[Entries taken from a collection]
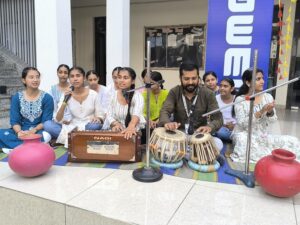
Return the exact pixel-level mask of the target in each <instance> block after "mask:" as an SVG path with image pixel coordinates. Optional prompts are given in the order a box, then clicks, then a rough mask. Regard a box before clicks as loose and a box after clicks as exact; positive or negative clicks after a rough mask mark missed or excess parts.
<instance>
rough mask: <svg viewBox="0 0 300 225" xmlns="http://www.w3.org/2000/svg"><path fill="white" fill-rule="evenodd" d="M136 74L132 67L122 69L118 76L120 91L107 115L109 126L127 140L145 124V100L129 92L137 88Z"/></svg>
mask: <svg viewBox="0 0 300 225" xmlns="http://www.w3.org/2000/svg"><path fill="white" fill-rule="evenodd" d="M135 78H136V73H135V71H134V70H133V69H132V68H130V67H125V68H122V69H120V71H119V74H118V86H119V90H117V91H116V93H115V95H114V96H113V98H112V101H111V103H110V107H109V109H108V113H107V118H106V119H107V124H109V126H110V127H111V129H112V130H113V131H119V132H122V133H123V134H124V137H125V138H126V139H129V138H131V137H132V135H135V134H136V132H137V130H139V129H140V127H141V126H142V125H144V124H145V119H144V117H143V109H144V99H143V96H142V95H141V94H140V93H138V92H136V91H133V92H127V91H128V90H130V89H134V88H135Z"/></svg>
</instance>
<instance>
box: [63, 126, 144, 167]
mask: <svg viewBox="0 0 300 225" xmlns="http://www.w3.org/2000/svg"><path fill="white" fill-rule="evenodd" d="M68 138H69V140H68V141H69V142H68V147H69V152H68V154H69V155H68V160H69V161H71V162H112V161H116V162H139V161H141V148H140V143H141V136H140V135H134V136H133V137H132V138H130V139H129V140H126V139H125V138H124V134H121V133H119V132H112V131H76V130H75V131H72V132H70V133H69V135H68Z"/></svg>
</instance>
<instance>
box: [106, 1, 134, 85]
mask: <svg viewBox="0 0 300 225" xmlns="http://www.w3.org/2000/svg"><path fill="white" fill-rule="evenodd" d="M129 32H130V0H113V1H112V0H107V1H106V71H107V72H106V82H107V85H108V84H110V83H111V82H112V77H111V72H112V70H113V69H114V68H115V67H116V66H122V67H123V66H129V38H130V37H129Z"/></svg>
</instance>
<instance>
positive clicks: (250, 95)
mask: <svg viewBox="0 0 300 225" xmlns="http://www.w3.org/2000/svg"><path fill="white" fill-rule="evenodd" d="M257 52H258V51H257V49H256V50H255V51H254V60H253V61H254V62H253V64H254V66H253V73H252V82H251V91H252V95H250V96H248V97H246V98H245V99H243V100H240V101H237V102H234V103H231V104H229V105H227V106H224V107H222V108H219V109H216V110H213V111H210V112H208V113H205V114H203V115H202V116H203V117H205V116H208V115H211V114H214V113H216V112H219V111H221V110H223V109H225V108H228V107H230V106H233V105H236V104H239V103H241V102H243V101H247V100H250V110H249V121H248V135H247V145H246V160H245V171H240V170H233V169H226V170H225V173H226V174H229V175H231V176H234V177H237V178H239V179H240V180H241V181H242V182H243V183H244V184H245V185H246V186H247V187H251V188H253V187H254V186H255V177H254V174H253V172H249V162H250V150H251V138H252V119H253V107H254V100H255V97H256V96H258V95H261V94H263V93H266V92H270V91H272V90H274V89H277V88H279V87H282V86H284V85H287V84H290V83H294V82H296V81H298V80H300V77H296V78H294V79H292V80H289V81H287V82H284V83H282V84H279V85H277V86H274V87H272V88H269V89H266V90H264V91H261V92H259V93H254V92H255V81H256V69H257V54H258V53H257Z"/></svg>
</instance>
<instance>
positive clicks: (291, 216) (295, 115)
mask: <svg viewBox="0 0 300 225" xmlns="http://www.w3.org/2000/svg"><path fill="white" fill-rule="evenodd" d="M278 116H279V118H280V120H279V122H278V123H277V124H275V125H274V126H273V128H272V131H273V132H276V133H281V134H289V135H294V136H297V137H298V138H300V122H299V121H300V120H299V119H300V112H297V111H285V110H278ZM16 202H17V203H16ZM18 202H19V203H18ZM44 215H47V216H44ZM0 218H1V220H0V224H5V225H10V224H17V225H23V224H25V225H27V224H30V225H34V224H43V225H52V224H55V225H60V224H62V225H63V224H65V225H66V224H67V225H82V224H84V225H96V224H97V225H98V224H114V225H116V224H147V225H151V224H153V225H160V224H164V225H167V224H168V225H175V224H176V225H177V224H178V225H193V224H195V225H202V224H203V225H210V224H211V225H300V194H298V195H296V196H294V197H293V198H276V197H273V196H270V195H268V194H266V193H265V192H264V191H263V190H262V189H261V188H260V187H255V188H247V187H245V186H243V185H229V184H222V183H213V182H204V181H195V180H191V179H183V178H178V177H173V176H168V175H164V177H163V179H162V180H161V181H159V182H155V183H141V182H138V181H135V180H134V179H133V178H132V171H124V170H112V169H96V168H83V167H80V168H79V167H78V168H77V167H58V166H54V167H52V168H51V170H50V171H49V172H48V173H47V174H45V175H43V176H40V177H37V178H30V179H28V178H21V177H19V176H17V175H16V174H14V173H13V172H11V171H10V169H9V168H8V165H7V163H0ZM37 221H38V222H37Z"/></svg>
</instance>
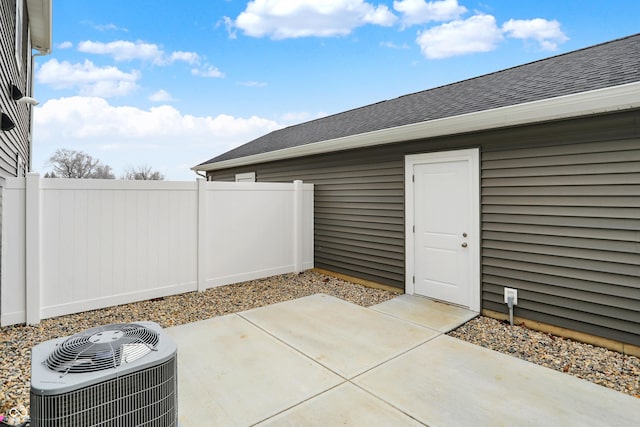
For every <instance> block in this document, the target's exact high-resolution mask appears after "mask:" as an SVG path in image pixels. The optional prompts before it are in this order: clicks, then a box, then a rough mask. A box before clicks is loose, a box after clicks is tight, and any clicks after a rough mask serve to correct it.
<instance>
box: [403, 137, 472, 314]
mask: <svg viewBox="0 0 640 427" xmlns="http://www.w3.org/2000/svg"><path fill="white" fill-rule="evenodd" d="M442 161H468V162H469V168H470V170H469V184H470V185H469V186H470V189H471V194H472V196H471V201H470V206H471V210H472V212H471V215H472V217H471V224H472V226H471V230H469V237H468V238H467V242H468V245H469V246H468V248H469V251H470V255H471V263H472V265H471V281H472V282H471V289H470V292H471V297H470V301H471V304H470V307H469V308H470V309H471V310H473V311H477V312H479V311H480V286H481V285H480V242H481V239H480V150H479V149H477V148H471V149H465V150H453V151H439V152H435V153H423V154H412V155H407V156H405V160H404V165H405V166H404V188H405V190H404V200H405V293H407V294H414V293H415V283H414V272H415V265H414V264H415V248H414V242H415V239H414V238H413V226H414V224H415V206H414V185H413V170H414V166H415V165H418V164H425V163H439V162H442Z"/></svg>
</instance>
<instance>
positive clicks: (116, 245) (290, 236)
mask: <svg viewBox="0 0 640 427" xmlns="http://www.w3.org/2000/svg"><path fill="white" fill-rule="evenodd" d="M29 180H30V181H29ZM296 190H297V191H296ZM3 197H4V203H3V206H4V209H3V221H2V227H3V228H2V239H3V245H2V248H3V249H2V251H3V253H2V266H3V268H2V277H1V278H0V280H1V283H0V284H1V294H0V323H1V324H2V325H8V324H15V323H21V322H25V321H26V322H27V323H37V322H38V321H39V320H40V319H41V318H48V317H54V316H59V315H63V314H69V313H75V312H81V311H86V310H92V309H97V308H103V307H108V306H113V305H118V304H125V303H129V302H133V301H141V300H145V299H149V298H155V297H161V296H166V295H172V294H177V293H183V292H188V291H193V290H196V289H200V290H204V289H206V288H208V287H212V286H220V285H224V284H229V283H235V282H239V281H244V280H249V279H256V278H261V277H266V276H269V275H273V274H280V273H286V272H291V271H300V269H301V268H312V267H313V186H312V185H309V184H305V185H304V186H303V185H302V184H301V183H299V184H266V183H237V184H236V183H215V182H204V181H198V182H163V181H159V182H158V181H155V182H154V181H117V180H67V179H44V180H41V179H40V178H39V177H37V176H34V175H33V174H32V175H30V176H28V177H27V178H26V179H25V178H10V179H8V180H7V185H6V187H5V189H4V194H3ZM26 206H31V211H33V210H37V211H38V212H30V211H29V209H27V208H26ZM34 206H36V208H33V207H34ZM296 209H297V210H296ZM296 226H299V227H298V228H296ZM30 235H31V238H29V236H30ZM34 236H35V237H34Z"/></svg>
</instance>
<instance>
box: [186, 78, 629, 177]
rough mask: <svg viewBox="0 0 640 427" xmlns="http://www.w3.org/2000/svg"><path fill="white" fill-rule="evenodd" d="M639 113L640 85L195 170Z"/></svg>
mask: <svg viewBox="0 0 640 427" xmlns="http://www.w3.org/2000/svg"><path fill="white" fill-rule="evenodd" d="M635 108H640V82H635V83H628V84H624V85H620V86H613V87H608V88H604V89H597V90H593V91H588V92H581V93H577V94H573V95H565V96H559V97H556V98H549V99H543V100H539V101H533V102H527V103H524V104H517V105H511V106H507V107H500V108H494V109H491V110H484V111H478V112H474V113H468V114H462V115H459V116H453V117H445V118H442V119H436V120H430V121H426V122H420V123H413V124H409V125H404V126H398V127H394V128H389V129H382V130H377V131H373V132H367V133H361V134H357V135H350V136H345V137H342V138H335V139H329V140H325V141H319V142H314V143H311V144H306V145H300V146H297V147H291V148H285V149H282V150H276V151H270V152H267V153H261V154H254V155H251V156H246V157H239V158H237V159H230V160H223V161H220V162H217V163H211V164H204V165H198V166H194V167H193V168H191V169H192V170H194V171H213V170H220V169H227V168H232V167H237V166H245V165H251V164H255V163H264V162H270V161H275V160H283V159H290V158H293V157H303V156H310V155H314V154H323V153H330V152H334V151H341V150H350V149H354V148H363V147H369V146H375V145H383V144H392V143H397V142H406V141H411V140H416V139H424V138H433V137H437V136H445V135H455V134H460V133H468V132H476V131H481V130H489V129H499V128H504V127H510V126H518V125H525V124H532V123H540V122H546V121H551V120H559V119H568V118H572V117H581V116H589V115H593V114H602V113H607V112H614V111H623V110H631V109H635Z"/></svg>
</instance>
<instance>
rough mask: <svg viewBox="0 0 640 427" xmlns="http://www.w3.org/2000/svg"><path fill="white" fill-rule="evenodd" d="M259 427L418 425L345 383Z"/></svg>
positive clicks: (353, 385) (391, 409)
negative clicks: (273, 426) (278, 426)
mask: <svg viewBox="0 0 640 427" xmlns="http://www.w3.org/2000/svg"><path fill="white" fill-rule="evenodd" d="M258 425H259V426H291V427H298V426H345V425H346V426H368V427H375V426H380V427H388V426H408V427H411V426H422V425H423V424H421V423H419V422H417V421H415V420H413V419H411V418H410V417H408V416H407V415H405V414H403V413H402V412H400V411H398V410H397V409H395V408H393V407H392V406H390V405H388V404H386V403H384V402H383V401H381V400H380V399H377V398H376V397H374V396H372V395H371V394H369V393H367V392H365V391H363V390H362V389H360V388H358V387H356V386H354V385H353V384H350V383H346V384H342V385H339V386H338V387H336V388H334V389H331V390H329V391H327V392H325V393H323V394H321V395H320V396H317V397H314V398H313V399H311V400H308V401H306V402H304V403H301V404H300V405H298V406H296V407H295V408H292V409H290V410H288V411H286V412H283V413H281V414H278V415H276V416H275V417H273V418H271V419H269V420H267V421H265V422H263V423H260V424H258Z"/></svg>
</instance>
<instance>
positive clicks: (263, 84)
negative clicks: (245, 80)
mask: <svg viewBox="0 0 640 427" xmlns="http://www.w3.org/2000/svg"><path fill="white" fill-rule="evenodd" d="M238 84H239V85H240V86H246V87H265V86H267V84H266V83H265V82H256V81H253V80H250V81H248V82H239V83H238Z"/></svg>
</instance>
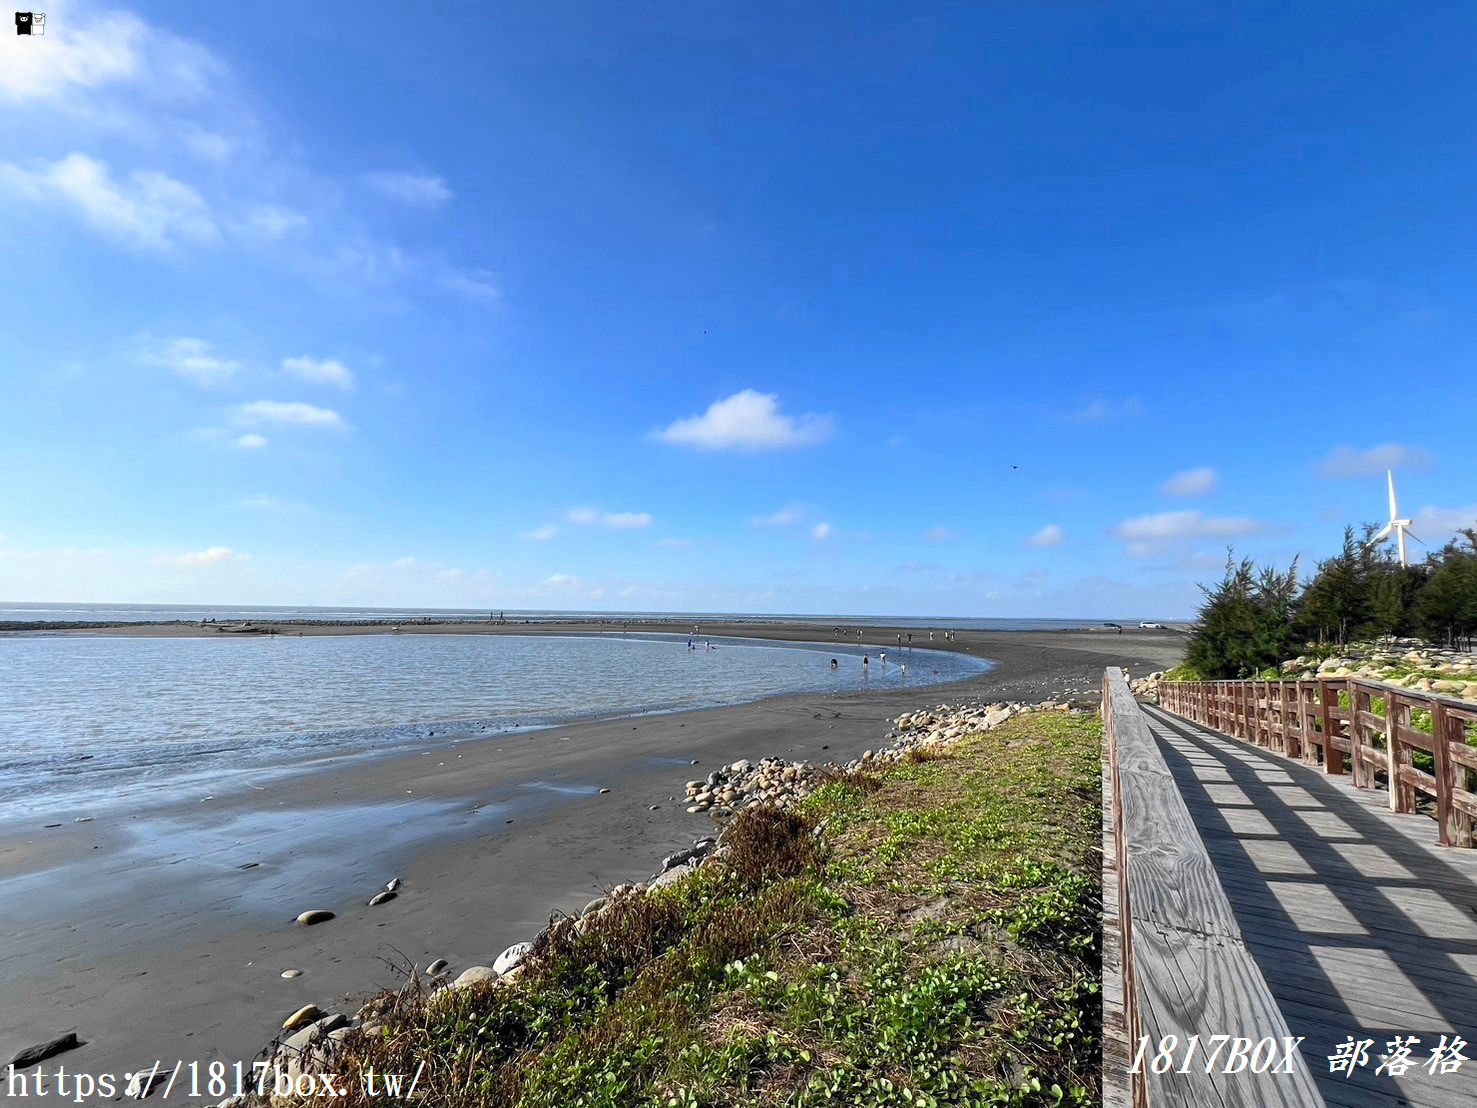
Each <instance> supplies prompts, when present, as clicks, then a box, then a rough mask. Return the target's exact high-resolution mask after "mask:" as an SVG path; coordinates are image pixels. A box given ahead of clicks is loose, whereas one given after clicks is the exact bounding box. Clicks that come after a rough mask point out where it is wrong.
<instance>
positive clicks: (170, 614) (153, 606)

Assignment
Review the entries above and return every line where "given" appears.

Exercise output
Return the exact pixel-level mask of the target in each <instance> block after "mask:" as an SVG path with image pixel coordinates. Optional prompts are given in the order a box, then clicks, then a rough mask. Regard a box before clicks as loose and a box after clicks as exact; positive or negative clicks after a rough mask mark missed or excess parts.
Each <instance> supplies prompts, when present, as clicks, then a box, then a rough mask. Return the target's exact high-resolution mask after "mask:" as an SVG path; coordinates are image pixels. A box given ahead of clicks is loose, whereas one given after clicks is the exact bounding box. Clicks that come after a rough mask point out where it is wrong.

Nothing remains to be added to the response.